> [Material]:

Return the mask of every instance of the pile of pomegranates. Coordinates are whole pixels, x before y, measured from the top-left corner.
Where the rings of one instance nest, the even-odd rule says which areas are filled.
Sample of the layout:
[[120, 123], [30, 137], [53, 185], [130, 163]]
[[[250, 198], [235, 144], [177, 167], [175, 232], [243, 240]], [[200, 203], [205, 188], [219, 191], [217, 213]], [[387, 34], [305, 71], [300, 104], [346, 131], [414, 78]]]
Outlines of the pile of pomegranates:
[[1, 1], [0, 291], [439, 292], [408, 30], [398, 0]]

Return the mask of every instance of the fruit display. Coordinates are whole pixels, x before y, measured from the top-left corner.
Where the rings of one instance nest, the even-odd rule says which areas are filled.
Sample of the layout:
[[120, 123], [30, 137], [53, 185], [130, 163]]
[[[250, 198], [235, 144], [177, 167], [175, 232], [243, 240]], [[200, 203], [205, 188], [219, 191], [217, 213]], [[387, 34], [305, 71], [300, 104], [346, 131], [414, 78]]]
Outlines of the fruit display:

> [Task requirements]:
Could you reproduce all of the records above line for line, with every character kept the same?

> [Response]:
Return the mask of every instance of the pile of pomegranates. Coordinates are whole pixels, x before y, measured from the top-left corner.
Where the rings of one instance nest, the even-odd rule says which areas are filled.
Sample of the layout:
[[120, 123], [30, 137], [53, 185], [130, 163]]
[[[250, 198], [235, 144], [177, 167], [175, 232], [243, 240]], [[200, 203], [205, 188], [219, 191], [217, 213]], [[387, 34], [305, 71], [300, 104], [346, 131], [414, 78]]]
Outlines of the pile of pomegranates:
[[1, 1], [0, 291], [439, 292], [408, 30], [398, 0]]

Return the mask of every instance of the fruit display. Coordinates are whole pixels, x before y, measured from the top-left corner.
Where the rings of one instance nest, the even-odd rule says which areas are filled.
Sample of the layout:
[[120, 123], [30, 137], [53, 185], [130, 163]]
[[[250, 198], [235, 144], [177, 167], [175, 232], [243, 240]], [[200, 203], [205, 188], [219, 191], [217, 213]], [[387, 34], [305, 71], [300, 104], [346, 131], [414, 78]]]
Outlines of the fruit display:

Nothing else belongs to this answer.